[Coordinate annotation entries]
• • • •

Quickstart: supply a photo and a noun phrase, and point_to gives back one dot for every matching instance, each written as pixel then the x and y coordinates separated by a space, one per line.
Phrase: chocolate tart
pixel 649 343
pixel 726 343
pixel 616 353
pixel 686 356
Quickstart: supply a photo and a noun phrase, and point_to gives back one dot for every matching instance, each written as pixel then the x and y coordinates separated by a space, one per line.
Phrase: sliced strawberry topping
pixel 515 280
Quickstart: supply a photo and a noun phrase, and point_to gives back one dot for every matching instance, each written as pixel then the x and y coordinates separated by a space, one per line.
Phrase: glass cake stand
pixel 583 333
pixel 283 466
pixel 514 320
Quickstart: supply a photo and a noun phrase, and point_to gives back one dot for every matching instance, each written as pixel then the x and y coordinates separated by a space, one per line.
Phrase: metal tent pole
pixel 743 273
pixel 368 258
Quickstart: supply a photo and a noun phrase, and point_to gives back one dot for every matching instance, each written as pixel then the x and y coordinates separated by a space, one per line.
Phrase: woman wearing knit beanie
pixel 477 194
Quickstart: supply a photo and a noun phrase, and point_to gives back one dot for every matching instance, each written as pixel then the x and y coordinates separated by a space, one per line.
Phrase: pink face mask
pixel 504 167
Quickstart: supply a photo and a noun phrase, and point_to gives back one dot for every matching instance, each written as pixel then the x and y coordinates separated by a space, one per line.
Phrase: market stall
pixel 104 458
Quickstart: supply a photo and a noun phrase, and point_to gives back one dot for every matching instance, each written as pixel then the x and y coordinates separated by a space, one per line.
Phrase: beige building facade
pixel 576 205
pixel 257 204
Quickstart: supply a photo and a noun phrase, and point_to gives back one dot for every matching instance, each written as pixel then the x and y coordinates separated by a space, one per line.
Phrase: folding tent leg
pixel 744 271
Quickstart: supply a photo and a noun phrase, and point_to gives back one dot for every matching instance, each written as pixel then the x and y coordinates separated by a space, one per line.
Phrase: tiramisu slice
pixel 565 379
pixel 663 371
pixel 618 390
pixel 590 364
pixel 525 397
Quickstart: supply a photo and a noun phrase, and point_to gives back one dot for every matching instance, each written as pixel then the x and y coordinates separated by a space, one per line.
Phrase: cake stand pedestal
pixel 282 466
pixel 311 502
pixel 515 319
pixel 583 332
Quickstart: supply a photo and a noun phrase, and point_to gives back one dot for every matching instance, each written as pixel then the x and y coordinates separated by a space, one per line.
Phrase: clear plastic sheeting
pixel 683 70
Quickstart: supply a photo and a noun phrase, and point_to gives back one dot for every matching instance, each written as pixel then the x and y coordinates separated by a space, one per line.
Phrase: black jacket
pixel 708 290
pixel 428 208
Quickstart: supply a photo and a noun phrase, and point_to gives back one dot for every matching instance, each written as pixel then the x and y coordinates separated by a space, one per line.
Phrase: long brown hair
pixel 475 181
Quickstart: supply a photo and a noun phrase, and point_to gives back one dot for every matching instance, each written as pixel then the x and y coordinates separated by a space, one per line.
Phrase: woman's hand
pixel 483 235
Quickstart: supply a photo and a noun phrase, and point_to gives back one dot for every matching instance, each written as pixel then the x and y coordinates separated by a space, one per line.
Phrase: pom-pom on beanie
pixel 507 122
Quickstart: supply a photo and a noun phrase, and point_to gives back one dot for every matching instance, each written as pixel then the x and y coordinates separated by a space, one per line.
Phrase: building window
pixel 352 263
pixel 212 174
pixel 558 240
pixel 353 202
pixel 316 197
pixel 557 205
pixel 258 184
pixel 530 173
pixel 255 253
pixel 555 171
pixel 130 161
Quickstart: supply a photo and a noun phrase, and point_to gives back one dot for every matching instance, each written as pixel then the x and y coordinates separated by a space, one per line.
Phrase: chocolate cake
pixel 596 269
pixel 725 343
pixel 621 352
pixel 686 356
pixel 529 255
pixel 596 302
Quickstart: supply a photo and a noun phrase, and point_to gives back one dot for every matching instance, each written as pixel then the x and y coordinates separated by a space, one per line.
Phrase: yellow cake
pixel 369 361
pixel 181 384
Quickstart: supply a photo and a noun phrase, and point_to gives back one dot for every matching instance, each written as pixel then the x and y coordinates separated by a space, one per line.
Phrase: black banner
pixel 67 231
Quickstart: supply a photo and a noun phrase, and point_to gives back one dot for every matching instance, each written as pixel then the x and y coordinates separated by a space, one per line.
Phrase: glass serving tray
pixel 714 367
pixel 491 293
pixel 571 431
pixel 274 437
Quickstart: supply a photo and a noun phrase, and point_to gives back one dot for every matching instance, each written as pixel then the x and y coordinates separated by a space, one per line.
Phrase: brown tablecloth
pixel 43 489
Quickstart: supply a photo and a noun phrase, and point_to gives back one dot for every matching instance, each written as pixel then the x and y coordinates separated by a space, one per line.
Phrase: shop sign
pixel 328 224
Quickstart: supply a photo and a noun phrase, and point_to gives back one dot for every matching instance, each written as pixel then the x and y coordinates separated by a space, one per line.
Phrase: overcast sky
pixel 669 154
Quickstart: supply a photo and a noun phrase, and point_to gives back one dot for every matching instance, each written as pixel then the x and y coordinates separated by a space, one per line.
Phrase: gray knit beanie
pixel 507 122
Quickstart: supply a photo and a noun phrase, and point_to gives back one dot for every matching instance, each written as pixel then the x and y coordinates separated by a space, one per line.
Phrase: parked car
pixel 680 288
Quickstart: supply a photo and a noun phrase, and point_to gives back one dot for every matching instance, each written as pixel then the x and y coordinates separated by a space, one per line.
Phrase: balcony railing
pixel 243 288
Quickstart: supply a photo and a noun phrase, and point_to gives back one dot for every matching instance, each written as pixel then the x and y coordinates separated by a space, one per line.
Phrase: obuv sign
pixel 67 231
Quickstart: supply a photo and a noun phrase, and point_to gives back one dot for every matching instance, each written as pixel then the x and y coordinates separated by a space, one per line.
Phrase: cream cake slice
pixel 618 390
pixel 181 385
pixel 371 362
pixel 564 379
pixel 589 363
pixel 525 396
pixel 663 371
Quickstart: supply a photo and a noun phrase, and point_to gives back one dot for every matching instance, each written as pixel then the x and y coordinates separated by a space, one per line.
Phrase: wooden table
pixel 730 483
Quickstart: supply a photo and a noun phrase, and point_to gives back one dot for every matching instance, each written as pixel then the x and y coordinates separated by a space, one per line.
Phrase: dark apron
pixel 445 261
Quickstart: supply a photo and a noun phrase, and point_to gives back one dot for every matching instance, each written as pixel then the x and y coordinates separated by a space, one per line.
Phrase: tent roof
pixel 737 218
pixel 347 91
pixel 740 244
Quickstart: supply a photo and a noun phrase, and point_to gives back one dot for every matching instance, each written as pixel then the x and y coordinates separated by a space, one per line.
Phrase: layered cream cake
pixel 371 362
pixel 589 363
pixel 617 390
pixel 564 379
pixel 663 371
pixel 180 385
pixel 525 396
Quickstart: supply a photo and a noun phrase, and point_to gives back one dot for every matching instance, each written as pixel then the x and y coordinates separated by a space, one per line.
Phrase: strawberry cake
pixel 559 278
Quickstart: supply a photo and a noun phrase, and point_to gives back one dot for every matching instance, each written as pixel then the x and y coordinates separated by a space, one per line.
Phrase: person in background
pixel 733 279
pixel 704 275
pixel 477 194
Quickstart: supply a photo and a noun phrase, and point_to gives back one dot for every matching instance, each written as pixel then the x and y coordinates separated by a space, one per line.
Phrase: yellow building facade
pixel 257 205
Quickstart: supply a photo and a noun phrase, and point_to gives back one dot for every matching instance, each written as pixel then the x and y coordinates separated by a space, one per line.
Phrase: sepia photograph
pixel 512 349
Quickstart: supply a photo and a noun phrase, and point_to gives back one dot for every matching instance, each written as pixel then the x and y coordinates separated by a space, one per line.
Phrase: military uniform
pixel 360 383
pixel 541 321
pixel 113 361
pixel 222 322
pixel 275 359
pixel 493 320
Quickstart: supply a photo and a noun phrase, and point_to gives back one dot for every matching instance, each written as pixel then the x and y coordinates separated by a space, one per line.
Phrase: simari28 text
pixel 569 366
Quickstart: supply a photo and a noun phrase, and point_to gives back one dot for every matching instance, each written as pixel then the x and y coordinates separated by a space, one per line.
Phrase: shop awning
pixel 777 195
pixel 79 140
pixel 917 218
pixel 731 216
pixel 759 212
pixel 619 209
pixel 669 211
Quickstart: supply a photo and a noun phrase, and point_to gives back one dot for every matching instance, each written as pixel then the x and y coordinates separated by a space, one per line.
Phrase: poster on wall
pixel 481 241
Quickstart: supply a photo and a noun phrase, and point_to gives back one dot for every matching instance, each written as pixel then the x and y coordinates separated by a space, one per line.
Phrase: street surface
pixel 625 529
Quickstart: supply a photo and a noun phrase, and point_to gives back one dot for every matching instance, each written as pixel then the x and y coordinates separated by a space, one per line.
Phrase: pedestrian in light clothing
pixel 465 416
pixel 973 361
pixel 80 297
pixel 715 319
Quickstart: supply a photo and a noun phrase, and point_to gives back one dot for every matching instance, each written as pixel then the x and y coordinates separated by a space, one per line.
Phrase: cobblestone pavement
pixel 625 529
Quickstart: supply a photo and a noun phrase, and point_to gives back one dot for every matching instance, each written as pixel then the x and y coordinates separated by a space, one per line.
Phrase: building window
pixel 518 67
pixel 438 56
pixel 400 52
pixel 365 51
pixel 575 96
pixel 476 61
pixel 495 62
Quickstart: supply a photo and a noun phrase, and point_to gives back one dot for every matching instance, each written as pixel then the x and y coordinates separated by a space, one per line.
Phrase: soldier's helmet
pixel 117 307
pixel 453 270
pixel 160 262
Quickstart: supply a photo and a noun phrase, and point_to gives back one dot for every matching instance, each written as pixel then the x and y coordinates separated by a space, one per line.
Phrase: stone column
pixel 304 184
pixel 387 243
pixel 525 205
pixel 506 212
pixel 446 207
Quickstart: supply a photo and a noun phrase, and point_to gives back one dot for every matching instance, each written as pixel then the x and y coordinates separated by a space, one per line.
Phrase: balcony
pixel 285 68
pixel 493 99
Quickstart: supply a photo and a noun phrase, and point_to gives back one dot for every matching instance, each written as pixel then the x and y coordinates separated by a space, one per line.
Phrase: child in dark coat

• • • •

## YOUR TASK
Which lines in the listing above contain the word "knit"? List each one in full.

## RESPONSE
Phrase: woman wearing knit beanie
Phrase: gray knit beanie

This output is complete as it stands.